* [Task set]
A) In the Minnesota storm article, rewrite the part between "Moore says he" and "his empty trailer.", inclusive, replacing "uncle" with "brother".
B) According to the Minnesota storm article, how many twisters did the National Weather Service record in the state?
C) Continue the Minnesota storm article from where it stops.

* [Source passage]
"I didn’t want to die." A tractor-trailer driver describes a harrowing encounter, driving into the path of a Minnesota storm

[anvplayer video=”5079695″ station=”998122″]

One week ago, the first tornadoes ever recorded in Minnesota in December touched down.

According to the National Weather Service, there were at least seventeen twisters in the southeastern and south-central parts of the state.

Tractor-trailer driver Eric Moore found himself right in the path of all that violent weather.

"The rain was so heavy you could actually hear the whistling noise from inside the cab of my truck," he recalls. "You could see debris, or I like to call it, a cloud of smoke, but it’s like a cloud of wind."

Moore, 29, from Winston-Salem, North Carolina, was driving his rig westbound on Interstate 90 through Freeborn County, near Oakland, Minnesota.

"Roughly around 7 PM is whenever I received an alert on my phone," he says. "Basically that there was a tornado warning in the area and to seek shelter."

Moore says he started driving toward a truck stop and called his uncle, also a truck driver, on the phone.

Quickly, high winds began tugging at his empty trailer.

"A fully loaded truck is 80,000 pounds," John Hausladen, the President of the Minnesota Trucking Association, explains. "If you have an empty trailer, you’re about half the weight, and it becomes a big sail."

* [Record extracts]
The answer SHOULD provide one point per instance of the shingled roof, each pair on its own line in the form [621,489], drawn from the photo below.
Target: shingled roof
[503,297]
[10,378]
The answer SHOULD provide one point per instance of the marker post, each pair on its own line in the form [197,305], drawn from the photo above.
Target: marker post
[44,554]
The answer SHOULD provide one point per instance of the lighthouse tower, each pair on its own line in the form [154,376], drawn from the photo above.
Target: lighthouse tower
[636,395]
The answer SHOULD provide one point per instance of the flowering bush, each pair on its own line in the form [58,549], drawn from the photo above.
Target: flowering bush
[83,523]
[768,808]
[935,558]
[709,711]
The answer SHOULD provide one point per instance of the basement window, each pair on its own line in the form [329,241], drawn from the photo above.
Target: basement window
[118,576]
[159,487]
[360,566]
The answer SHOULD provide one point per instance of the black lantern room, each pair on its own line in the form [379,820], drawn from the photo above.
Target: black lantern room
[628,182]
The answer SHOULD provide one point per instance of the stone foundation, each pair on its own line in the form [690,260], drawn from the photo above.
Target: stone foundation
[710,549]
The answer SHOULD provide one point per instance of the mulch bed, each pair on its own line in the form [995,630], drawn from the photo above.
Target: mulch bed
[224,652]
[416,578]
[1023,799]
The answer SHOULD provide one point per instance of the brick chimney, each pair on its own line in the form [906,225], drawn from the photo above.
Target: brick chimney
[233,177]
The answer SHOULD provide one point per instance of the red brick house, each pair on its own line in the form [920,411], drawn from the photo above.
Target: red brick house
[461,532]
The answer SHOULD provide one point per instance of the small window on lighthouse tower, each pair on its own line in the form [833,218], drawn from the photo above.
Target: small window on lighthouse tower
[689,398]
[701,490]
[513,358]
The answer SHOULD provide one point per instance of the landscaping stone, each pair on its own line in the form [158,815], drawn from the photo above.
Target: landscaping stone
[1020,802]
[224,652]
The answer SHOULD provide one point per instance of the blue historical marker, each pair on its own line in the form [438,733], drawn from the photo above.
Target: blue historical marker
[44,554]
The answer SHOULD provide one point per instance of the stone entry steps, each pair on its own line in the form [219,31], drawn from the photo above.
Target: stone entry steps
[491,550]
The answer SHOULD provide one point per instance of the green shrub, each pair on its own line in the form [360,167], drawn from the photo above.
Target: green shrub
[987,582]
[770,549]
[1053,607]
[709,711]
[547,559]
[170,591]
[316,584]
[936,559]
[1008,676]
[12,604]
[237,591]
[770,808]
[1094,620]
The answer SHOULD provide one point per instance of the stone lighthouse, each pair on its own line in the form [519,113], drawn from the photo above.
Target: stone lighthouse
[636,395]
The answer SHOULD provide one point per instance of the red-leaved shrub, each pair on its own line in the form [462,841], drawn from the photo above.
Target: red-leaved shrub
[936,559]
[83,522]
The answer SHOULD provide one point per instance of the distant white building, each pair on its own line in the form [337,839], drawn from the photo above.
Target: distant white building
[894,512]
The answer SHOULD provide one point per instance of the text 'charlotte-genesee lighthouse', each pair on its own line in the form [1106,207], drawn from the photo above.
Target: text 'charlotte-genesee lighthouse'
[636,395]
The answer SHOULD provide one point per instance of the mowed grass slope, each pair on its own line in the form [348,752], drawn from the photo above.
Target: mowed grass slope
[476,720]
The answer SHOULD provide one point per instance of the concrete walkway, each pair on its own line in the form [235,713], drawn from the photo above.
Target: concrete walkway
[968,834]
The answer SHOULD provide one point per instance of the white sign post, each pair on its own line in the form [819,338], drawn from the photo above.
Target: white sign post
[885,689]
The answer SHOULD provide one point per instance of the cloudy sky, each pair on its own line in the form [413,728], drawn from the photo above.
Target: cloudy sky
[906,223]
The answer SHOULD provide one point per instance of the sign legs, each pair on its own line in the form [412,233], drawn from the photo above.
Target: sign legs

* [Answers by task]
A)
Moore says he started driving toward a truck stop and called his brother, also a truck driver, on the phone.

Quickly, high winds began tugging at his empty trailer.

B) At least seventeen.

C)
"It’s like a cloud of wind from the storm and actually lifted the back of my trailer up and dropped it," Moore adds. "By this time, I was panicking. I told my uncle it just picked the trailer up, and I’m like, I’m right here in the tornado."

Then it got worse.

His whole rig went airborne.

"Maybe fifteen seconds later, it picked the whole truck up and tilted it to the right," Moore remembers. "I’m panicking, I’m screaming inside the truck. It threw the truck and then the truck dropped, and when it dropped, it slid into the grass off of the highway."

He says his truck plummeted like a rock, crashing into the ground, landing on its side.

"These drivers practice all the time, and they drive in all conditions, but when it lifts off the ground like that, just hold on, because there’s not a lot you can do," Hausladen says.

Moore was belted in, but the impact smashed his face.

He climbed out and began running for shelter— all in the midst of howling winds and stinging rain.

"The wind was so strong it was knocking me down. I felt like I was running forever, trying to get to the rest area," Moore says. "I remember me just digging into the ground for help and basically saying I didn’t want to die, I didn’t want this to be the end."

We asked KSTP’s evening meteorologist Wren Clair about what Moore was up against.

"We saw peak wind gusts in the state of Minnesota up to 78 miles per hour," she says. "Straight line winds and embedded tornadoes, which we saw in numerous reports, especially in this location across south central and southeastern Minnesota, with a number of EF-0 and EF-1 tornadoes. Absolutely powerful stuff."

With no real shelter in sight, Moore says he wrapped his arms around a tree and hung on for dear life.

"This was a limb maybe about this big," he says, spreading his arms. "I just grabbed it, and was just holding onto it, praying that the storm would slow down, that someone would see me. At this time, I’ve got my eyes closed, I’m crying, I’m praying."

After a time, the winds subsided, and he flagged down a passing tractor-trailer.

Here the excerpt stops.